◆ PROBLEM: Pick out and copy every line in the listing below that contains the word "tinted". Uppercase and lowercase letters count as different.
- - -
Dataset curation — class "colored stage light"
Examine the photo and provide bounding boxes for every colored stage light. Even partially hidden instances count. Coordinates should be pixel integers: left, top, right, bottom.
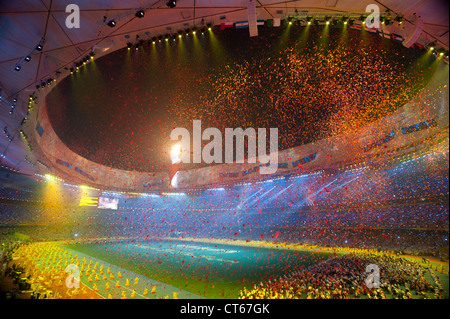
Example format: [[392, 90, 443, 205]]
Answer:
[[166, 0, 177, 8], [136, 10, 145, 19]]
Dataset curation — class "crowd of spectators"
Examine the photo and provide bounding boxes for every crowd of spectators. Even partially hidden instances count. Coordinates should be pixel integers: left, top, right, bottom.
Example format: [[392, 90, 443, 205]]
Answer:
[[239, 253, 445, 299]]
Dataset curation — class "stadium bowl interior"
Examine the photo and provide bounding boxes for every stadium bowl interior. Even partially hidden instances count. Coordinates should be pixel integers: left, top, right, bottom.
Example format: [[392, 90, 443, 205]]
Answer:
[[0, 0, 449, 299]]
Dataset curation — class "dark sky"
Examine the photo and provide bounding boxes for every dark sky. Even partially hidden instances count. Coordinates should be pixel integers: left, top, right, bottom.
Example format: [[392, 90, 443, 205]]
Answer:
[[47, 26, 432, 171]]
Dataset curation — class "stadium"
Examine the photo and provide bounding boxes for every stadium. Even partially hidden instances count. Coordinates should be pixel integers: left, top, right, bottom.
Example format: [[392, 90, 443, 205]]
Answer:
[[0, 0, 449, 309]]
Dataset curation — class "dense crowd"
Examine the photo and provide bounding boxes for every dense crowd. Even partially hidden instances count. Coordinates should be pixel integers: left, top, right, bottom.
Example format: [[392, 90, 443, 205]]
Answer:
[[47, 26, 432, 172], [239, 254, 444, 299]]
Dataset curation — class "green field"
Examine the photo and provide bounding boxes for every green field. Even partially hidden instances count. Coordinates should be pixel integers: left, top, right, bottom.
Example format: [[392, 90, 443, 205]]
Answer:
[[64, 241, 330, 298]]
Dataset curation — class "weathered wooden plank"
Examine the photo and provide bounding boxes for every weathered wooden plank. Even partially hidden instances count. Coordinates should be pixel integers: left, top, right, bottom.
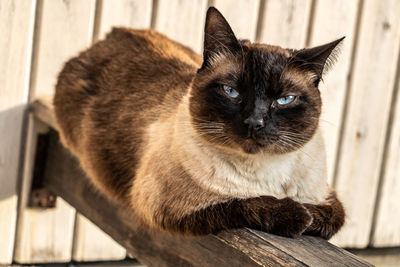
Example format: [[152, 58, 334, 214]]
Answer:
[[94, 0, 152, 40], [72, 214, 126, 261], [308, 0, 358, 184], [335, 0, 400, 248], [152, 0, 207, 52], [0, 0, 36, 264], [72, 0, 152, 261], [15, 0, 95, 263], [32, 99, 372, 266], [371, 75, 400, 247], [258, 0, 311, 48], [211, 0, 260, 41]]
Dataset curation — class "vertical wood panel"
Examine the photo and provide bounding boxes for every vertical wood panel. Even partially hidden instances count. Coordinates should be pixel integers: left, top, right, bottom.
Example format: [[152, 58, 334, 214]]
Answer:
[[95, 0, 152, 39], [309, 0, 358, 184], [372, 77, 400, 247], [212, 0, 260, 41], [259, 0, 311, 48], [0, 0, 36, 263], [15, 0, 95, 263], [72, 0, 152, 261], [336, 0, 400, 248], [153, 0, 207, 52]]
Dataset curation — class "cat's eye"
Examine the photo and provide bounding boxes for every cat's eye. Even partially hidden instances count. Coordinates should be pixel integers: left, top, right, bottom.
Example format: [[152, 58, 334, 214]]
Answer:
[[276, 95, 296, 105], [222, 85, 239, 99]]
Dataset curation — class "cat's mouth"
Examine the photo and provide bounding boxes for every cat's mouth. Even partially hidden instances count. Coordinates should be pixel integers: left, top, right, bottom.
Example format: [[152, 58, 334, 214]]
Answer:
[[242, 134, 279, 154]]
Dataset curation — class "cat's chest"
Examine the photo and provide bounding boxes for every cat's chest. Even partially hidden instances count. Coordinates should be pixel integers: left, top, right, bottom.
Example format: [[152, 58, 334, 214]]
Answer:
[[202, 153, 325, 202], [212, 155, 296, 197]]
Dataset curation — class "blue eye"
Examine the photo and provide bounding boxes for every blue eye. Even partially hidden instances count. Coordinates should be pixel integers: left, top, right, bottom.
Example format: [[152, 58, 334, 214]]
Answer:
[[276, 95, 296, 105], [223, 85, 239, 98]]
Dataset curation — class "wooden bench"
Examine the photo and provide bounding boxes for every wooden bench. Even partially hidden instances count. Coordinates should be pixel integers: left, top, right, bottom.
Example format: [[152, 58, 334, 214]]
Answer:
[[31, 100, 373, 267]]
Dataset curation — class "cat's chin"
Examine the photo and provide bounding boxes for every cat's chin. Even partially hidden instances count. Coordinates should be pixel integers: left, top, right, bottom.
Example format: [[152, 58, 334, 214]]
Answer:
[[241, 139, 265, 154], [240, 139, 296, 155]]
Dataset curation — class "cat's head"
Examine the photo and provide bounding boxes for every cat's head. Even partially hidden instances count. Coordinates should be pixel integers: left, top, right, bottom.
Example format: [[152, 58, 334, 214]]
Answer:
[[189, 8, 343, 154]]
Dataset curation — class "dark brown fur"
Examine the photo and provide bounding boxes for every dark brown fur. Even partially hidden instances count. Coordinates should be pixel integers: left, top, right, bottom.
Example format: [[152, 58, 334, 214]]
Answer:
[[54, 8, 344, 238]]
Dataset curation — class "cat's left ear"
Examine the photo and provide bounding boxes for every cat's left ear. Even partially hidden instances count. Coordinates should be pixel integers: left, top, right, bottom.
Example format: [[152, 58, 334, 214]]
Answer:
[[202, 7, 240, 68], [290, 37, 345, 84]]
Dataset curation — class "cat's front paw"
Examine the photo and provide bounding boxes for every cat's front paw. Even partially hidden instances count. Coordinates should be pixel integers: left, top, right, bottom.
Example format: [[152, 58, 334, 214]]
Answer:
[[265, 198, 313, 237], [304, 194, 345, 239]]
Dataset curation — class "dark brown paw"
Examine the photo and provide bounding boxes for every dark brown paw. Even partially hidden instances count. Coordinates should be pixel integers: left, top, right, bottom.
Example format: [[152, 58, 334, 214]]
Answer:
[[265, 198, 312, 237], [304, 200, 345, 239]]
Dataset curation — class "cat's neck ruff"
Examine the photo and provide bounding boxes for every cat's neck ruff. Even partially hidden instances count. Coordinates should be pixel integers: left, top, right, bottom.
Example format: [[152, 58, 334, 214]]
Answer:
[[172, 93, 327, 203]]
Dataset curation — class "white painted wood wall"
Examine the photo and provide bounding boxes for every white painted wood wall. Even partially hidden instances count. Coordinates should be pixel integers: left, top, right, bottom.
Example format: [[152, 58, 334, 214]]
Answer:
[[0, 0, 400, 264]]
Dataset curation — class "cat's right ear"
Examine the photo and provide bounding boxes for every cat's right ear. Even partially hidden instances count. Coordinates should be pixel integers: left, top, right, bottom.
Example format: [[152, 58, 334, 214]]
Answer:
[[201, 7, 240, 69]]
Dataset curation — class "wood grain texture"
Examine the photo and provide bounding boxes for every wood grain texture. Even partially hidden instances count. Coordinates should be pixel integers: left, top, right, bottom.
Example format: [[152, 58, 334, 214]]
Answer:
[[336, 0, 400, 248], [32, 0, 95, 95], [72, 214, 126, 261], [153, 0, 207, 53], [371, 76, 400, 247], [308, 0, 358, 184], [95, 0, 153, 39], [211, 0, 260, 41], [259, 0, 311, 48], [0, 0, 36, 264], [31, 99, 372, 266], [15, 0, 95, 263], [14, 115, 75, 263]]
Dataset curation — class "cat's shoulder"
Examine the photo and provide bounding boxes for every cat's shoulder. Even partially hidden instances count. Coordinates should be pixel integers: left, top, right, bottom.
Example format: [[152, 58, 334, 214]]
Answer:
[[106, 27, 202, 67]]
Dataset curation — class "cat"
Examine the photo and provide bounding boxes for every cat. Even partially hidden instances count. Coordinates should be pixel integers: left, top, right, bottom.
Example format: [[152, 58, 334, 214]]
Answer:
[[54, 7, 345, 239]]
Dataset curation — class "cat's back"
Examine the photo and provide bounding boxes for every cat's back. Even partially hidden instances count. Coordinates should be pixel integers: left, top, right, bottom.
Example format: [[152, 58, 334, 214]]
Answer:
[[54, 28, 201, 151], [54, 28, 201, 201]]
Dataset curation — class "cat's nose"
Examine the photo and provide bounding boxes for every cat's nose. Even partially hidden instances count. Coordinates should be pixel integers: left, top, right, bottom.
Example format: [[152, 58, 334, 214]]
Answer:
[[244, 116, 265, 130]]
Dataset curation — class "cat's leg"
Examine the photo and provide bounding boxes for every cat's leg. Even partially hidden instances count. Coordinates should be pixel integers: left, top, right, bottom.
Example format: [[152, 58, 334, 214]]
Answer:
[[304, 191, 345, 239], [161, 196, 312, 237]]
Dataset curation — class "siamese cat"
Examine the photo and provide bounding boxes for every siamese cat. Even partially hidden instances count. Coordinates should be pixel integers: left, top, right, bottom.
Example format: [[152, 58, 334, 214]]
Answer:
[[54, 7, 345, 239]]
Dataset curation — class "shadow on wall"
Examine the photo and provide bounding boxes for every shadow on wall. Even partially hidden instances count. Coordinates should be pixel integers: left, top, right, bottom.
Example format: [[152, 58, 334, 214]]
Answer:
[[0, 105, 27, 201]]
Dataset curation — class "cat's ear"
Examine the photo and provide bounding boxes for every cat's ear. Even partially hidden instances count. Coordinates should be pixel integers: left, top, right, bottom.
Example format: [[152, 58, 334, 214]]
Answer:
[[290, 37, 345, 84], [203, 7, 240, 67]]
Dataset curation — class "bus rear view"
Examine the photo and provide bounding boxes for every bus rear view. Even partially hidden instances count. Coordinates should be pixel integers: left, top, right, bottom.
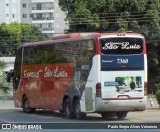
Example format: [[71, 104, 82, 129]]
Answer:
[[96, 33, 147, 119]]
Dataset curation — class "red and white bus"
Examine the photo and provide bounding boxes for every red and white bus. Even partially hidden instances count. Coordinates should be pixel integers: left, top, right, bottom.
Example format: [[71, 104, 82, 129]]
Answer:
[[13, 32, 147, 119]]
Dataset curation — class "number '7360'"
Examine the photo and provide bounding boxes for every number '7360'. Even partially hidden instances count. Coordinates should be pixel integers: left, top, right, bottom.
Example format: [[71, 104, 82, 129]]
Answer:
[[117, 59, 128, 64]]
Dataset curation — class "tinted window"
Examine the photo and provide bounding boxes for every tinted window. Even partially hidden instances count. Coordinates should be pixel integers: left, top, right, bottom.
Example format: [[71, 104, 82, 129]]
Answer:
[[23, 40, 93, 65], [100, 37, 143, 54]]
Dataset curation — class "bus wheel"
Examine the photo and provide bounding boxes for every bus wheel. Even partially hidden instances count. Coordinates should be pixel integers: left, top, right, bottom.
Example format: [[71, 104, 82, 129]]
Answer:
[[101, 112, 116, 119], [22, 96, 36, 113], [64, 99, 74, 119], [74, 99, 86, 120], [116, 111, 128, 119]]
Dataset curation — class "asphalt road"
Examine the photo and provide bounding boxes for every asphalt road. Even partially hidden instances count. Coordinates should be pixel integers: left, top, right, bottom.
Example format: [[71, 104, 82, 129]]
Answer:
[[0, 99, 160, 132]]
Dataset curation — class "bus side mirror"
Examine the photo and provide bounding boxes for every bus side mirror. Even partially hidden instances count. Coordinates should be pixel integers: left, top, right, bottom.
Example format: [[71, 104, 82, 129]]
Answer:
[[7, 70, 13, 82]]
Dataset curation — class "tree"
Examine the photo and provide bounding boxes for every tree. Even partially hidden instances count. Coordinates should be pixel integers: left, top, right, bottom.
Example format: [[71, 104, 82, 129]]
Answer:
[[59, 0, 160, 93], [0, 22, 48, 56]]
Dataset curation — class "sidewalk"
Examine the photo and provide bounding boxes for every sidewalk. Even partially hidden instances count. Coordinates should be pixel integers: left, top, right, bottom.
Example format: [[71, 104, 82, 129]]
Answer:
[[0, 98, 160, 110]]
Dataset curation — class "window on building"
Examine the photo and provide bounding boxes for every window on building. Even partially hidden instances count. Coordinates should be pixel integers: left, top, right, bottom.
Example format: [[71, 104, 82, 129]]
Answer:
[[37, 3, 42, 10], [30, 14, 33, 18], [23, 14, 27, 18], [23, 4, 27, 8]]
- - -
◆ TASK RESULT:
Dataset curation — class "tinted window"
Examine the photo and provide bounding boxes for every tinted window. Even partially hidden instances count. Coordinates should be pixel integers: left, top, right, bottom.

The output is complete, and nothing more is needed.